### Referring expression data
_ _ _ _

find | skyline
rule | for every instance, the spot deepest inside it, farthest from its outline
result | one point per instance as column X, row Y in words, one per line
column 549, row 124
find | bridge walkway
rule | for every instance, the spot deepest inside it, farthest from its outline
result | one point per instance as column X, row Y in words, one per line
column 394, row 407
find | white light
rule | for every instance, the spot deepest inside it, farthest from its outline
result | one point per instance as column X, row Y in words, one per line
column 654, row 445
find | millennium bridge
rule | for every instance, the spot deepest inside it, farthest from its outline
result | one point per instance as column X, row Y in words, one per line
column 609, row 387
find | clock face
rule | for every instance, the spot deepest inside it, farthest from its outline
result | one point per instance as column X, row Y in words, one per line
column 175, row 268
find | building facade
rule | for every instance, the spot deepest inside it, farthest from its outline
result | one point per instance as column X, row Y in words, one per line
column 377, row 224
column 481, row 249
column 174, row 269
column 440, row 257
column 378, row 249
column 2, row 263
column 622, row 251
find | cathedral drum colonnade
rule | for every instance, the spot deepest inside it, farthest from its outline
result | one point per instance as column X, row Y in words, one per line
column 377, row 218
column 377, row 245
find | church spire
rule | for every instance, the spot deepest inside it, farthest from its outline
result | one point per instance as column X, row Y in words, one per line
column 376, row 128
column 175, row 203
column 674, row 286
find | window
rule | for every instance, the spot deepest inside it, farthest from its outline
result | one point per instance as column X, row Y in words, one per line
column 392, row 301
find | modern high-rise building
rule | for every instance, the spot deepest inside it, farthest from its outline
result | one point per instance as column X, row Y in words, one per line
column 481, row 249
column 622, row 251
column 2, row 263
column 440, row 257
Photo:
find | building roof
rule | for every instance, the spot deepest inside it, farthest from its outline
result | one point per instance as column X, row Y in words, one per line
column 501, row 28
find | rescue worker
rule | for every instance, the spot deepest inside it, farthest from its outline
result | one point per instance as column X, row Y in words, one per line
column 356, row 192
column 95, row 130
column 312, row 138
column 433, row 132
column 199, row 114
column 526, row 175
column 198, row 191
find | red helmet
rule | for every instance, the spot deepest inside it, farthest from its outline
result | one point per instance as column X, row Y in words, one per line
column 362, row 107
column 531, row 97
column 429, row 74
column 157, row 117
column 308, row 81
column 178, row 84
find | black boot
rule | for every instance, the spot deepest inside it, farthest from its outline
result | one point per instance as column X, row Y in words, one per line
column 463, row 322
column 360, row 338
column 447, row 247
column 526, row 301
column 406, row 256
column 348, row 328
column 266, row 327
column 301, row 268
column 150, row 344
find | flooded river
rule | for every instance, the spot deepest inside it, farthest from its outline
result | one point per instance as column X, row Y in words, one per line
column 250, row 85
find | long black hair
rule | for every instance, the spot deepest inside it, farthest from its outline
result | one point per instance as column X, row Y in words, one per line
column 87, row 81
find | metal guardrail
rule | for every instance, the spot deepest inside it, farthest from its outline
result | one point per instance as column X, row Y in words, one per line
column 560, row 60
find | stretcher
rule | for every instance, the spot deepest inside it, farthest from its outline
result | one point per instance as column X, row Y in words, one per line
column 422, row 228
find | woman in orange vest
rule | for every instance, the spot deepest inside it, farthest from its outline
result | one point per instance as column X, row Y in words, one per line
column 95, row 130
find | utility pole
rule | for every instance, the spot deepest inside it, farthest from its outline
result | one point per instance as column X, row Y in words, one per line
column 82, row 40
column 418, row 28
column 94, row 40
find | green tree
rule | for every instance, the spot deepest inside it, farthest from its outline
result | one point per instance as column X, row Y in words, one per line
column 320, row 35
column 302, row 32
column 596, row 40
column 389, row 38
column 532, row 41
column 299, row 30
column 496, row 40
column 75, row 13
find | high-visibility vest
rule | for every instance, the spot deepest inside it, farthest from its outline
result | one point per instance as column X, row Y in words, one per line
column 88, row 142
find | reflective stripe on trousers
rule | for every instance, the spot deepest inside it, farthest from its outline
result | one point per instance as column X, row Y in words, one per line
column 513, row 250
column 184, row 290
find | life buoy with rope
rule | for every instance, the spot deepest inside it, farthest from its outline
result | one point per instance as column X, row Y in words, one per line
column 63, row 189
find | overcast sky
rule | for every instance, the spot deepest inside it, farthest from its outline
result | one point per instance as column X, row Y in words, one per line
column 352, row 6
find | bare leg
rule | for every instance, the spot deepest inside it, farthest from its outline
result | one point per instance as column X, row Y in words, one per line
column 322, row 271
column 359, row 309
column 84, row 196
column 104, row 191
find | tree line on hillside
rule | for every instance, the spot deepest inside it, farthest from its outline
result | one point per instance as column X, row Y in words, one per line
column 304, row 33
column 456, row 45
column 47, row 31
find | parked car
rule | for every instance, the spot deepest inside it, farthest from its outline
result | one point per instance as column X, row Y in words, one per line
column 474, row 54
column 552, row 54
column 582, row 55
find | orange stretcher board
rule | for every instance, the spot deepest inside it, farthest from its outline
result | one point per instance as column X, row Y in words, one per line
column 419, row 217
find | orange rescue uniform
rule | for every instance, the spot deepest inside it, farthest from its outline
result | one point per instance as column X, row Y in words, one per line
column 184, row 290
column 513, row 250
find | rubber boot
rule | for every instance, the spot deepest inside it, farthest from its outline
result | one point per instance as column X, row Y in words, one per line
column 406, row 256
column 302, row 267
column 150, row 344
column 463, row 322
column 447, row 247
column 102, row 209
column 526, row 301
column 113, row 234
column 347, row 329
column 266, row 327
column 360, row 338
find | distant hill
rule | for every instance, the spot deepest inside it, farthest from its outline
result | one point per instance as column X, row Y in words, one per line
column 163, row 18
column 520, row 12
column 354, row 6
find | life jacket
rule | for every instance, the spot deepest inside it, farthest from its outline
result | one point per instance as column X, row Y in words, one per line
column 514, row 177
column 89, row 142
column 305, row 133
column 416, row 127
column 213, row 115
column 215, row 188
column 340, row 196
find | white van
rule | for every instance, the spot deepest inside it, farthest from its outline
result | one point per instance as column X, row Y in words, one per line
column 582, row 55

_ _ _ _

### Try it
Scan the data above for the string "black". Copy every line in which it appears.

### Result of this task
find | black boot
find | long black hair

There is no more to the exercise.